Write out the section of the text on handling children's tantrums word for word, from "This is why" up to and including "up your attitude.".

Document extract:
• • • • • • •

This is not a “hippie-dippie” parenting tactic that makes people feel good. This is 100% scientifically supported and you can see a difference in your child’s behavior almost immediately, though overall it will be a process.
This is why taking the time to truly teach and coach your child in these situations is essential. Relying on punishment for your discipline cannot do this.
For those of you in the thick of it and need strategies to start NOW, read on!
Start With Yourself
First of all, your ability to deal with your child’s difficult tantrums and outbursts is 100% dependent on your ability to stay calm while you parent.
None of us are perfect. All of us are going to mess up from time to time. That’s okay.
But if you are in the habit of letting your anger and frustration show to your child, it should be no surprise an emotionally dysregulated child is not able to “just shape up” when you aren’t even able to shape up your attitude.
The first thing you should do is work on staying calm, even when it’s extremely difficult to do so.
Identify Possible Triggers & Be Proactive
An acronym the No-Drama Discipline book uses is H.A.L.T.– hungry, angry, lonely, and tired.
When we are feeling any of those things, it becomes very easy to have emotional outbursts.
Help make sure your child gets regular meals and snacks. If there are situations you know of that make him or her angry, avoid them for a while while you work to get this under control. Do not isolate your child, make sure you are engaging with him/her, and provide opportunities for socialization.
You should also make sure you have a solid sleep schedule and routine, and if sleep didn’t go well or your toddler refused to nap, it might be a good idea to avoid situations where your child may have an outburst…for both of your sake’s.
Assuming all of those things are in place, let’s move on to the next strategy.
When your child is struggling, connect with them! Don’t call them out or shame them. That will backfire on you.
Comfort your child and listen as he/she explains what the trouble is. Offer them a hug and just listen, even when it’s hard and you’re trying to push down your frustration.
Being empathetic goes A LONG way with difficult kids. While it may be really hard for us to truly empathize with the fact that they got the red cup and not the blue cup, listen to your child and be empathetic anyway.
Sometimes being empathetic was enough to stop my son’s outbursts. He would cry and scream, but I would comfort and empathize. Then he would calm down, and we would move on.
No-Drama Discipline does a great job explaining the “upstairs brain” and “downstairs brain.” I won’t explain it much here, but I highly recommend you read the book. Working to engage our child’s “upstairs brain” with specific conversational strategies will help our children come to a more rational place.
Responding to misbehavior with immediate consequences or threats keeps them in their “downstairs brain” which prolongs tantrums and outbursts.

• • • • • • •

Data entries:
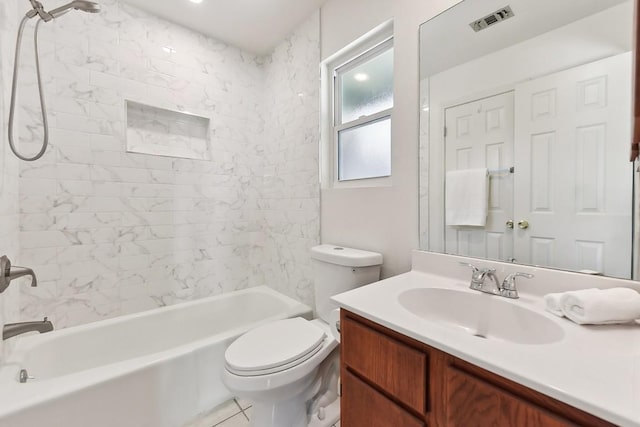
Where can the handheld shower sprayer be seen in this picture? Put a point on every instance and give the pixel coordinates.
(82, 5)
(39, 11)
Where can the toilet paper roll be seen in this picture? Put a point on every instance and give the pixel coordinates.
(334, 323)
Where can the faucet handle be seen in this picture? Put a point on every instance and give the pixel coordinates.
(9, 273)
(509, 284)
(471, 266)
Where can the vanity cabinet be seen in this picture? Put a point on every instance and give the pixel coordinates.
(391, 380)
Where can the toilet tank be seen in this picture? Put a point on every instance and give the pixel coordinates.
(337, 269)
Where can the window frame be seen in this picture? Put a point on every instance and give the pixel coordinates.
(364, 54)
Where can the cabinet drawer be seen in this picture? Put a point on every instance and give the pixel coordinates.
(362, 406)
(396, 368)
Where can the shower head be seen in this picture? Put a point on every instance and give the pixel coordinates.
(83, 5)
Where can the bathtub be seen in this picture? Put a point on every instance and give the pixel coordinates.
(156, 368)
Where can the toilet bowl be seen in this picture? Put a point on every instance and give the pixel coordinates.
(289, 368)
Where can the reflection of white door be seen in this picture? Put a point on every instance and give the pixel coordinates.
(572, 181)
(479, 134)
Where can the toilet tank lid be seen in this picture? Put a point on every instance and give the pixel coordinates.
(347, 257)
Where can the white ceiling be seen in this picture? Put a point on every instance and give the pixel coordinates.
(253, 25)
(447, 40)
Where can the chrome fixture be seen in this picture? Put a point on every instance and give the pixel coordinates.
(10, 330)
(509, 284)
(24, 376)
(38, 10)
(508, 287)
(9, 273)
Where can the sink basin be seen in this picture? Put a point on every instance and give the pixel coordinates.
(481, 315)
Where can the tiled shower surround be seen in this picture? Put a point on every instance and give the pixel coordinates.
(9, 237)
(110, 232)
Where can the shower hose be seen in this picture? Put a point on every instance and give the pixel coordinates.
(16, 65)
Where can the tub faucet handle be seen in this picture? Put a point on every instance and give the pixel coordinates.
(9, 273)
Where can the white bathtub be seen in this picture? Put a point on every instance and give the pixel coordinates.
(156, 368)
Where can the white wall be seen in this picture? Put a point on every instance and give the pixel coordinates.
(382, 219)
(289, 195)
(110, 232)
(9, 244)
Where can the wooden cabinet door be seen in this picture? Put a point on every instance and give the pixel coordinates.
(398, 370)
(362, 406)
(474, 402)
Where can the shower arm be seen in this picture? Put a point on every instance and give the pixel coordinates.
(38, 9)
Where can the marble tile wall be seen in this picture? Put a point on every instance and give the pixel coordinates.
(289, 198)
(9, 238)
(111, 232)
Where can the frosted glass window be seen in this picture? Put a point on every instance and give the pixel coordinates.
(365, 151)
(367, 88)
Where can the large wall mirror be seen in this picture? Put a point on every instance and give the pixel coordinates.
(525, 133)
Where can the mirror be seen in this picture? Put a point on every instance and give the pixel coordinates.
(525, 133)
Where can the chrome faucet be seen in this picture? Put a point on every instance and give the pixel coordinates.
(507, 289)
(10, 330)
(9, 273)
(509, 284)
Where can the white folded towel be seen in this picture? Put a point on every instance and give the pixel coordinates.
(601, 306)
(467, 197)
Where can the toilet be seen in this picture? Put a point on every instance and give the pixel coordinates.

• • • • • • •

Problem solution:
This is why taking the time to truly teach and coach your child in these situations is essential. Relying on punishment for your discipline cannot do this.
For those of you in the thick of it and need strategies to start NOW, read on!
Start With Yourself
First of all, your ability to deal with your child’s difficult tantrums and outbursts is 100% dependent on your ability to stay calm while you parent.
None of us are perfect. All of us are going to mess up from time to time. That’s okay.
But if you are in the habit of letting your anger and frustration show to your child, it should be no surprise an emotionally dysregulated child is not able to “just shape up” when you aren’t even able to shape up your attitude.